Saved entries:
-----
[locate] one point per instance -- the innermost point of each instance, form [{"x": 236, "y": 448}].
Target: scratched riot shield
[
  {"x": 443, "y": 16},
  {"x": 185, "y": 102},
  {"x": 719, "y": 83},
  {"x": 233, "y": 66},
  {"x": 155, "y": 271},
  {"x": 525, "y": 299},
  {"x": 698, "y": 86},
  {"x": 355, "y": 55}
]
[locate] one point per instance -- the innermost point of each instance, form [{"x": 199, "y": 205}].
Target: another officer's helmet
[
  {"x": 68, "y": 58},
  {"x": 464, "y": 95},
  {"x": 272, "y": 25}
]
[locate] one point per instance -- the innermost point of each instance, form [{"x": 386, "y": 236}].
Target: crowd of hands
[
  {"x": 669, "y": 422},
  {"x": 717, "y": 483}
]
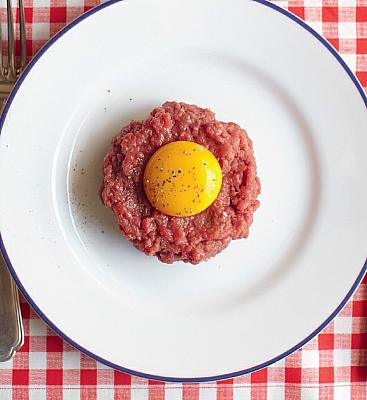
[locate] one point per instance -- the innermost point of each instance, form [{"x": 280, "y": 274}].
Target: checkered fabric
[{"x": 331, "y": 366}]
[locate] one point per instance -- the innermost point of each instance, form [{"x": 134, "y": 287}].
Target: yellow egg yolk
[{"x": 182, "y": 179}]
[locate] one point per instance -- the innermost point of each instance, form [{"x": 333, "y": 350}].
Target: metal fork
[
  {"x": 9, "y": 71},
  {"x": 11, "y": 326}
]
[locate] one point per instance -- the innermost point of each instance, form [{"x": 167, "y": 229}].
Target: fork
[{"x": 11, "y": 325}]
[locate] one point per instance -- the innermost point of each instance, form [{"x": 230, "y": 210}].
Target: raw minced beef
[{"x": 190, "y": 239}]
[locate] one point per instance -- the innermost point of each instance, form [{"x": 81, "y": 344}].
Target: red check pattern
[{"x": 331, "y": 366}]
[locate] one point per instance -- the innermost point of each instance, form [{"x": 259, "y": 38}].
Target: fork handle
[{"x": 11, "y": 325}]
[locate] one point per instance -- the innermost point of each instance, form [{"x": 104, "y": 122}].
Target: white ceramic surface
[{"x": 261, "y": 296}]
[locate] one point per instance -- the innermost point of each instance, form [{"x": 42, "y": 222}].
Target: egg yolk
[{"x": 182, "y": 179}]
-----
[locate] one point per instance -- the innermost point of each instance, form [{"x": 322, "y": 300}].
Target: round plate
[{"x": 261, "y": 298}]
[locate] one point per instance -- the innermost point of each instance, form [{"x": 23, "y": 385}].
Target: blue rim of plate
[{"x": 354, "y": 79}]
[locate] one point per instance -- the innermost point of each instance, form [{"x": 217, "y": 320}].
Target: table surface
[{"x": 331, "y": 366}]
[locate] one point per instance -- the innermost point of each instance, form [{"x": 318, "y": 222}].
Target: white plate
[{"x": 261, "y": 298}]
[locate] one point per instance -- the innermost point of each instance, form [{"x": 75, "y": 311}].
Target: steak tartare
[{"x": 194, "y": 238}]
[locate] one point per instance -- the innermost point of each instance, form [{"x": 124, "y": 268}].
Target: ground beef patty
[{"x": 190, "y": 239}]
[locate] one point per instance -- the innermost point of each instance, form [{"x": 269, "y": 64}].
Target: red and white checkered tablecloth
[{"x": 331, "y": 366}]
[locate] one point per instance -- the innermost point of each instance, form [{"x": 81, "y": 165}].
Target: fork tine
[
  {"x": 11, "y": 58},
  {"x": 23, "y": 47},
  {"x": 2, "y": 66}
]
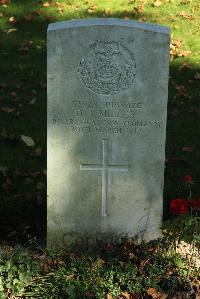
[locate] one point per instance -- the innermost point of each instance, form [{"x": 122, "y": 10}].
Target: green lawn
-----
- Work request
The copy should hold only the lines from the one with "Target: red and white checkered tablecloth" through the one with "Target: green lawn", exactly as they stand above. Leave out the pictures.

- Result of this exercise
Target: red and white checkered tablecloth
[{"x": 331, "y": 366}]
[locate] one point per instance -- the innermost point of each instance, form [{"x": 81, "y": 165}].
Target: fork tine
[
  {"x": 11, "y": 58},
  {"x": 23, "y": 47},
  {"x": 2, "y": 66}
]
[locate] one point per instance -- the innermost point of each instance, form [{"x": 122, "y": 10}].
Target: green lawn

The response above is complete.